EXERCISE INPUT>
━━━━━━

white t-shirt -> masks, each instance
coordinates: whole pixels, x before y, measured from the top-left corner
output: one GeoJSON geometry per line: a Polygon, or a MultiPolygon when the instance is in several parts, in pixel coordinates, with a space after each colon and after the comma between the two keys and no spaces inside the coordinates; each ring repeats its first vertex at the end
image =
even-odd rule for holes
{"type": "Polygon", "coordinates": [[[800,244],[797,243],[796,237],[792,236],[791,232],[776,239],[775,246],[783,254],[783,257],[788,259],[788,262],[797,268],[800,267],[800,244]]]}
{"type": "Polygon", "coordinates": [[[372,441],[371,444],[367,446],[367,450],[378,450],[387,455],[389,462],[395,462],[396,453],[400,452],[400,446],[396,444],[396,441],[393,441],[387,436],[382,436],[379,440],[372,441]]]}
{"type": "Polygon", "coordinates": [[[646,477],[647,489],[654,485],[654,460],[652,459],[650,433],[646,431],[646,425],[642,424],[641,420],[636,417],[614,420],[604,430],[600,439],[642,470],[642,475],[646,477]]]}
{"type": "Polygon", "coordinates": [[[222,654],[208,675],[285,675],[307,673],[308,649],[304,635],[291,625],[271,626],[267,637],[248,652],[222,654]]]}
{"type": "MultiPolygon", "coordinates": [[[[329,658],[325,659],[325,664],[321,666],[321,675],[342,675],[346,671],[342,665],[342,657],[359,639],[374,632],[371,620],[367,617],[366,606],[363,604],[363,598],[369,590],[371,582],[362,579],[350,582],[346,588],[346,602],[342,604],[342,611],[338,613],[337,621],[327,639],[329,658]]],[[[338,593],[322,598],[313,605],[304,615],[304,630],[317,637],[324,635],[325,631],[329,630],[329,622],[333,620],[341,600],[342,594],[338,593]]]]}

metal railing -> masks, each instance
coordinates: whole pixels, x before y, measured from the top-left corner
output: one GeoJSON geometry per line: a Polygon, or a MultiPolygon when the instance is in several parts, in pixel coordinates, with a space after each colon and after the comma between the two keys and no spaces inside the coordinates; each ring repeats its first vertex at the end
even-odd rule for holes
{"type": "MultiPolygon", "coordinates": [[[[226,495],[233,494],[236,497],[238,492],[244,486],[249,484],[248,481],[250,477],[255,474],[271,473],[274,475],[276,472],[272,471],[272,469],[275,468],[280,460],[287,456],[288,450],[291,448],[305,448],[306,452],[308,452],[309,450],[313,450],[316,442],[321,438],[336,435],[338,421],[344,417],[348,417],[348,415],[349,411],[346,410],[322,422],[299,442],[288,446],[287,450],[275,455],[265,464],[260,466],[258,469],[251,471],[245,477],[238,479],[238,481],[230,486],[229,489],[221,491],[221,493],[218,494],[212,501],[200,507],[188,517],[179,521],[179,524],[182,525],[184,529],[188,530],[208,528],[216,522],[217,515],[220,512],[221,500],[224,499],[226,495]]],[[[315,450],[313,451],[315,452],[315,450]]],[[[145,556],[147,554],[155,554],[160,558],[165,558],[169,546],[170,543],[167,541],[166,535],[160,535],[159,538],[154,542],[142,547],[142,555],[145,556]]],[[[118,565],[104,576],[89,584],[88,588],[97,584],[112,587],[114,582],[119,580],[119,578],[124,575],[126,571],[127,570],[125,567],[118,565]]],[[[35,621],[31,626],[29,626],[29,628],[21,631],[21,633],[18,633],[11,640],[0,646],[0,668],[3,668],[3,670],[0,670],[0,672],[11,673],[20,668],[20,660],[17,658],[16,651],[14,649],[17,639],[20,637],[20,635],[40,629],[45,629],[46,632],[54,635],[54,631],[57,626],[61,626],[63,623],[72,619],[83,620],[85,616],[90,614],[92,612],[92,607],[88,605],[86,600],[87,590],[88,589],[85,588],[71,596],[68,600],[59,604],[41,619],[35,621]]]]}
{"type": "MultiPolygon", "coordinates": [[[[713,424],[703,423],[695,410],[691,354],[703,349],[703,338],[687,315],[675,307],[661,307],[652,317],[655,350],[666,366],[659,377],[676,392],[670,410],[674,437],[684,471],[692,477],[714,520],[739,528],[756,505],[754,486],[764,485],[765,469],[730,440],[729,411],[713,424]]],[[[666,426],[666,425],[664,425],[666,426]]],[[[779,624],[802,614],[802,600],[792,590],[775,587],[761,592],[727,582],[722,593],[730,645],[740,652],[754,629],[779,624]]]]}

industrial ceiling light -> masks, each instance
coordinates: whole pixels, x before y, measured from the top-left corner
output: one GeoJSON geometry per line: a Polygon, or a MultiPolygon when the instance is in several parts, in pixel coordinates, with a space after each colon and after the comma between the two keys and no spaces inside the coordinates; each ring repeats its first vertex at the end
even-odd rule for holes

━━━━━━

WORK TO BE COMPLETED>
From the listing above, reproduce all the lines exactly.

WRITTEN RESPONSE>
white t-shirt -> masks, each instance
coordinates: whole pixels, x before y, measured from the top-left corner
output: one GeoJSON geometry per line: a Polygon, or a MultiPolygon when the instance is in several parts, in pixel coordinates, with a space after each colon and after the comma between the two keys and no spaces inside the coordinates; each ring repeats its first vertex at the end
image =
even-odd rule for holes
{"type": "Polygon", "coordinates": [[[800,244],[797,243],[796,237],[792,236],[791,232],[776,239],[775,246],[783,254],[783,257],[788,259],[788,262],[797,268],[800,267],[800,244]]]}
{"type": "Polygon", "coordinates": [[[372,441],[371,444],[367,446],[367,450],[378,450],[387,455],[389,462],[395,462],[396,453],[400,452],[400,446],[396,444],[396,441],[393,441],[387,436],[382,436],[379,440],[372,441]]]}
{"type": "Polygon", "coordinates": [[[646,477],[647,489],[654,485],[654,460],[652,459],[650,433],[646,431],[646,425],[642,424],[641,420],[636,417],[614,420],[604,430],[600,439],[642,470],[642,475],[646,477]]]}
{"type": "Polygon", "coordinates": [[[222,654],[208,675],[285,675],[307,673],[308,649],[304,635],[291,625],[271,626],[267,637],[248,652],[222,654]]]}
{"type": "MultiPolygon", "coordinates": [[[[329,658],[325,659],[325,664],[321,666],[321,675],[342,675],[346,671],[342,665],[342,657],[359,639],[374,632],[371,620],[367,617],[366,606],[363,604],[363,598],[369,590],[371,582],[362,579],[350,582],[346,588],[346,602],[342,604],[342,611],[338,613],[337,621],[327,639],[329,658]]],[[[338,593],[322,598],[313,605],[304,615],[304,630],[317,637],[324,635],[325,631],[329,630],[329,622],[333,620],[341,600],[342,594],[338,593]]]]}

metal railing -> masks, each instance
coordinates: whole pixels, x before y, measured from the top-left corner
output: one GeoJSON geometry per line: a Polygon, or a MultiPolygon when the instance is in several parts, in pixel coordinates, with a space after each colon and after the comma between the two keys and no spaces inside the coordinates; each ring repeats its first vertex at the end
even-odd rule for holes
{"type": "MultiPolygon", "coordinates": [[[[226,495],[233,494],[236,497],[238,492],[244,486],[249,484],[248,481],[250,477],[255,474],[271,473],[274,475],[276,472],[272,471],[272,469],[275,468],[280,460],[287,456],[288,450],[291,448],[305,448],[306,452],[308,452],[309,450],[313,450],[316,442],[321,438],[336,435],[338,421],[344,417],[348,417],[348,415],[349,411],[346,410],[322,422],[299,442],[288,446],[287,450],[275,455],[265,464],[260,466],[258,469],[251,471],[245,477],[238,479],[238,481],[230,486],[229,489],[221,491],[221,493],[218,494],[212,501],[200,507],[188,517],[179,521],[179,524],[182,525],[184,529],[188,530],[208,528],[216,522],[217,515],[220,512],[221,500],[224,499],[226,495]]],[[[315,450],[313,451],[315,452],[315,450]]],[[[145,556],[147,554],[155,554],[160,558],[165,558],[169,546],[170,543],[167,541],[166,535],[160,535],[159,538],[154,542],[142,547],[142,555],[145,556]]],[[[118,565],[104,576],[89,584],[88,588],[97,584],[112,587],[114,582],[119,580],[119,578],[124,575],[126,571],[127,570],[125,567],[118,565]]],[[[35,621],[31,626],[29,626],[29,628],[21,631],[21,633],[18,633],[11,640],[0,646],[0,668],[3,668],[3,670],[0,670],[0,672],[11,673],[20,668],[20,660],[17,658],[16,651],[14,649],[17,639],[20,637],[20,635],[40,629],[45,629],[46,632],[54,635],[54,631],[57,626],[61,626],[63,623],[72,619],[83,620],[85,616],[90,614],[92,612],[92,607],[88,605],[86,600],[87,590],[88,589],[85,588],[71,596],[68,600],[59,604],[41,619],[35,621]]]]}
{"type": "MultiPolygon", "coordinates": [[[[713,424],[703,423],[695,410],[691,354],[703,349],[703,338],[687,315],[675,307],[661,307],[652,317],[655,350],[666,366],[659,377],[676,392],[670,410],[674,437],[684,471],[692,477],[714,520],[739,528],[756,505],[754,486],[764,485],[765,469],[730,440],[729,411],[713,424]]],[[[666,426],[666,425],[664,425],[666,426]]],[[[779,624],[802,614],[802,600],[792,590],[775,587],[761,592],[727,582],[722,593],[730,645],[740,652],[754,629],[779,624]]]]}

industrial ceiling light -> masks, each instance
coordinates: whole pixels, x before y, measured from the top-left corner
output: one GeoJSON geometry per line: a Polygon, or a MultiPolygon when the instance is in several parts, in pixel coordinates, with a space after each colon and after the comma between the two keys and no spaces inside the coordinates; each ring repeats its first vertex at the end
even-odd rule for holes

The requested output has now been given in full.